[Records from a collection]
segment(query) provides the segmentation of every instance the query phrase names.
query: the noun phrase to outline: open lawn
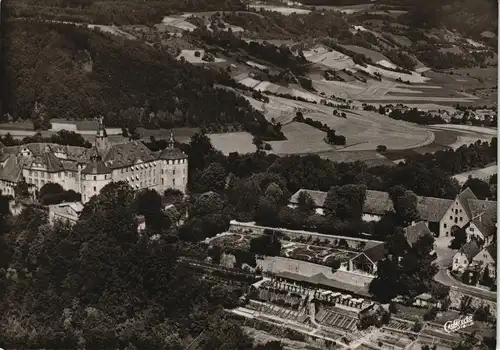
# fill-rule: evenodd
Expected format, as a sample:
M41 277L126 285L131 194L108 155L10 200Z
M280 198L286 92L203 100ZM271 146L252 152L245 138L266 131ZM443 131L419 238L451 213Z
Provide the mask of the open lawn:
M0 123L0 130L33 130L31 121Z
M248 132L229 132L225 134L209 134L212 145L225 155L231 152L253 153L257 150L253 144L253 136Z
M269 142L276 154L315 153L333 149L333 146L323 141L326 133L310 125L291 122L283 126L282 131L286 140Z

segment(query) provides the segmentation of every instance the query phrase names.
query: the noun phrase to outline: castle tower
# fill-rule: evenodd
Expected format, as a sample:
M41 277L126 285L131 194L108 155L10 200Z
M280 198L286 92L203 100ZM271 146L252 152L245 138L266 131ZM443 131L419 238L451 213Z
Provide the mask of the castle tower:
M174 147L175 147L174 134L173 134L172 130L170 130L170 138L168 139L167 147L169 149L174 149Z
M98 118L97 134L95 137L95 147L99 151L100 155L105 155L109 149L108 134L106 133L106 128L104 128L104 121L102 117Z

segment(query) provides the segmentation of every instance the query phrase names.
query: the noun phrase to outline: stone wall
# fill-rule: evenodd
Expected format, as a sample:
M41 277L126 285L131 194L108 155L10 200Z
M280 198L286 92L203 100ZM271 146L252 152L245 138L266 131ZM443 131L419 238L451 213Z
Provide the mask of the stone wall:
M273 227L265 227L265 226L257 226L254 225L253 223L246 223L246 222L238 222L238 221L231 221L231 225L229 227L230 232L245 232L245 231L250 231L255 234L263 234L264 230L275 230L282 232L285 234L287 237L290 239L308 239L309 237L312 238L312 241L314 240L320 240L322 244L325 245L335 245L335 243L338 243L339 240L345 240L347 242L347 246L350 249L353 250L358 250L360 248L360 245L364 245L365 248L370 248L375 245L381 244L383 242L381 241L375 241L375 240L370 240L370 239L363 239L363 238L355 238L355 237L345 237L345 236L335 236L335 235L325 235L322 233L317 233L317 232L310 232L310 231L299 231L299 230L290 230L286 228L273 228Z

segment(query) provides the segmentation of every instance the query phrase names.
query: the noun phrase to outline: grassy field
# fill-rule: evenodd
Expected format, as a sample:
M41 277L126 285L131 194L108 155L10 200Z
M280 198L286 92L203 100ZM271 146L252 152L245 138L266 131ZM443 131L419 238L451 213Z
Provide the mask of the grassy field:
M326 133L310 125L292 122L283 126L282 131L286 140L269 142L276 154L316 153L333 149L323 141Z
M253 136L247 132L230 132L225 134L209 134L212 145L228 155L231 152L252 153L257 150Z

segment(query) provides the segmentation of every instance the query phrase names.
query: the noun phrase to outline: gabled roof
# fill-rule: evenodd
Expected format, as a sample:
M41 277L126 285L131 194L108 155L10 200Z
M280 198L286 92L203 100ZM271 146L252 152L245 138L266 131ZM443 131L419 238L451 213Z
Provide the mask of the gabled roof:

> _Problem description_
Set down the records in full and exactly. Do not carry over any image.

> _Your solution_
segment(query) provides the segmentation of every instance the query phrase names.
query: the noun phrase to outline: open lawn
# fill-rule: evenodd
Expected format, as a sample:
M41 277L126 285L131 194L108 155L10 200Z
M280 198L286 92L203 100ZM271 146L252 152L245 138L266 131ZM443 131L419 238L451 213Z
Provide the mask of the open lawn:
M0 123L0 130L33 130L31 121Z
M248 132L229 132L225 134L209 134L212 145L225 155L231 152L253 153L257 150L253 144L253 136Z
M269 142L276 154L315 153L333 149L333 146L323 141L326 133L310 125L291 122L283 126L282 131L286 140Z

segment(query) provides the segmentation of every instance the query phrase names.
query: the noun phrase to outline: castle tower
# fill-rule: evenodd
Expected format, as a sample:
M41 277L126 285L131 194L108 155L10 200Z
M280 198L286 92L203 100ZM271 146L252 152L245 138L266 131ZM443 131L419 238L451 213Z
Provide the mask of the castle tower:
M174 147L175 147L174 134L173 134L172 130L170 130L170 138L168 139L167 147L169 149L174 149Z
M98 118L97 134L95 137L95 147L99 151L100 155L105 155L109 149L108 134L106 133L106 128L104 128L104 121L102 117Z

segment(query) provides the segmentation of every instance the query phrase names.
query: the noun phrase to outline: stone wall
# fill-rule: evenodd
Expected format, as a sample:
M41 277L126 285L131 194L108 155L10 200Z
M280 198L286 92L203 100ZM271 146L252 152L245 138L266 131ZM443 131L419 238L451 213Z
Provide the mask of the stone wall:
M273 227L265 227L265 226L257 226L254 225L253 223L246 223L246 222L238 222L238 221L231 221L231 225L229 227L230 232L245 232L245 231L250 231L255 234L263 234L264 230L275 230L282 232L285 234L287 237L290 239L308 239L309 237L312 238L312 241L314 240L320 240L322 244L325 245L335 245L335 243L338 243L339 240L345 240L347 242L347 246L350 249L353 250L358 250L360 248L360 245L364 245L365 248L370 248L375 245L381 244L383 242L381 241L375 241L375 240L370 240L370 239L363 239L363 238L355 238L355 237L345 237L345 236L335 236L335 235L325 235L322 233L317 233L317 232L310 232L310 231L299 231L299 230L290 230L286 228L273 228Z

segment(query) provides the segmentation of every instance the query phrase names.
query: the noun phrase to outline: grassy field
# fill-rule: evenodd
Expected format, as a sample:
M41 277L126 285L131 194L108 155L10 200Z
M280 198L286 92L203 100ZM271 146L252 152L245 138L266 131ZM443 131L419 238L451 213Z
Provide the mask of the grassy field:
M326 133L310 125L292 122L283 126L282 131L286 140L269 142L276 154L316 153L333 149L323 141Z
M253 136L247 132L230 132L225 134L209 134L212 145L228 155L231 152L252 153L257 150Z

segment(query) provides the segmentation of every instance the query phrase names.
query: the noun phrase to outline: gabled roof
# fill-rule: evenodd
Expected format, as a sample:
M41 277L126 285L131 194L108 155L10 200Z
M280 198L286 92L203 100ZM271 146L252 152L245 138L266 131ZM443 131L419 238L451 213Z
Provide the mask of the gabled roof:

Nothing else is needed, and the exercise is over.